Revise the items below by replacing each occurrence of "Record the coordinates" with "Give the coordinates", and reproduce them with all other text unchanged.
===== Records for this task =====
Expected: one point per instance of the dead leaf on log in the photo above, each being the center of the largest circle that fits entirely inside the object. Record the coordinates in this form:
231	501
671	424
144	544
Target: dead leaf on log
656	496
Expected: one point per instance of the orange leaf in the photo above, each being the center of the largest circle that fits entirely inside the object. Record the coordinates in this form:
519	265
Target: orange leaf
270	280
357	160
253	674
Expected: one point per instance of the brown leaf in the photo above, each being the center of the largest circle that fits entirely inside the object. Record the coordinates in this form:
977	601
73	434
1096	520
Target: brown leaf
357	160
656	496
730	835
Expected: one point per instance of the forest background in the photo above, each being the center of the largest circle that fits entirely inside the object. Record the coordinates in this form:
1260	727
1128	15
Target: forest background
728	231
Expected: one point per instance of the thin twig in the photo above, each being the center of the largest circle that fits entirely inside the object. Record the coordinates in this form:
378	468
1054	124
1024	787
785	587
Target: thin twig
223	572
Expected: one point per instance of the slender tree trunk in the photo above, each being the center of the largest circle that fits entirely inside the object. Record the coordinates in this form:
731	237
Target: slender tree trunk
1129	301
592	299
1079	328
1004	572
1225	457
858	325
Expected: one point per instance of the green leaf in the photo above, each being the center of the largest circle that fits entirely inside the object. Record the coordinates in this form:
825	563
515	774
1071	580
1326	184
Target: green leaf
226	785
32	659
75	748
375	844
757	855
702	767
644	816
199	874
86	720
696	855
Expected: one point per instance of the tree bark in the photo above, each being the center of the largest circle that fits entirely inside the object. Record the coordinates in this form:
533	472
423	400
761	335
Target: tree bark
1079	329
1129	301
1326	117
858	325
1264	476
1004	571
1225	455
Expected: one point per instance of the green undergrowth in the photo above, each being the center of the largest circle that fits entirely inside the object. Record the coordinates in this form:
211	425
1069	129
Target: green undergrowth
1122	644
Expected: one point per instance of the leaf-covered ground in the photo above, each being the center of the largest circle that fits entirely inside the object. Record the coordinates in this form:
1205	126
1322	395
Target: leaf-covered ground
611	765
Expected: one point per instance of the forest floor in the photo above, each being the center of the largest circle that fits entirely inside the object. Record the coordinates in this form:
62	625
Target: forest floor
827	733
=====
→ Answer below
Expected: one point per instance of the dead leaf on log in the photo above, each being the center of the largest circle that fits entirely inside the object. Give the coordinates in this form:
231	501
671	424
144	544
Target: dead leaf on log
656	496
Expected: one point per instance of the orange leaf in the photo above, each being the center of the largest circle that fits entirely inside the object. Give the coordinates in this form:
519	265
Target: orange leaf
270	280
357	160
253	674
Expected: one point per instance of the brown leaf in the photo above, each being the center of the largest circle that fits entirely inside the object. Give the coordinates in this form:
977	601
73	434
1096	520
Target: brown leaf
357	160
656	496
730	835
Expected: one point per instance of the forest background in the photo above, each being the center of the largest circle that fits entirely inside the object. Give the coordinates in this form:
1260	727
1128	15
Target: forest background
728	231
Expected: one point per instance of the thin twig in the photo above, each being the center of the largest circle that fits entirely inside the object. Give the coordinates in this form:
378	468
1054	124
1024	787
785	587
Target: thin twig
223	572
Expected: one point per instance of the slender tree trunk in the photo above, each being the center of the largest circle that fits entirely inside the object. Give the coordinates in this form:
731	237
Target: slender tree trunk
1129	301
592	299
1079	328
1004	572
1225	457
858	325
Expected: one point per instance of the green leaf in the photo above, each being the center of the largest circle that fits entirely inside the object. Give the coordinates in this form:
825	563
515	774
1071	580
1326	184
Target: green leaf
226	785
32	659
75	748
375	844
757	855
702	767
644	816
199	874
86	720
696	855
Expected: one point per instance of the tree bark in the photo above, each being the center of the largest circle that fits entirely inside the object. Give the coordinates in this form:
533	472
423	400
761	335
Target: tree bark
1079	329
1129	301
1326	117
858	325
1264	476
1004	571
1225	455
Expected: one point per instance of the green undergrowth in the photo above, each being the center of the largest circle that fits entirely inside the object. Give the coordinates in this form:
211	425
1069	129
Target: green undergrowth
1122	644
Expected: one point per instance of the leaf-covered ground in the photo above, each being the center of the largest circle that fits entirely inside the object. Give the coordinates in this form:
1205	126
1322	395
Target: leaf-covered ground
611	765
Expected: one point per instance of the forest floor in the photo above, each being the center of the largest circle that fits entirely inside the object. Give the coordinates in this form:
62	625
Target: forest floor
827	733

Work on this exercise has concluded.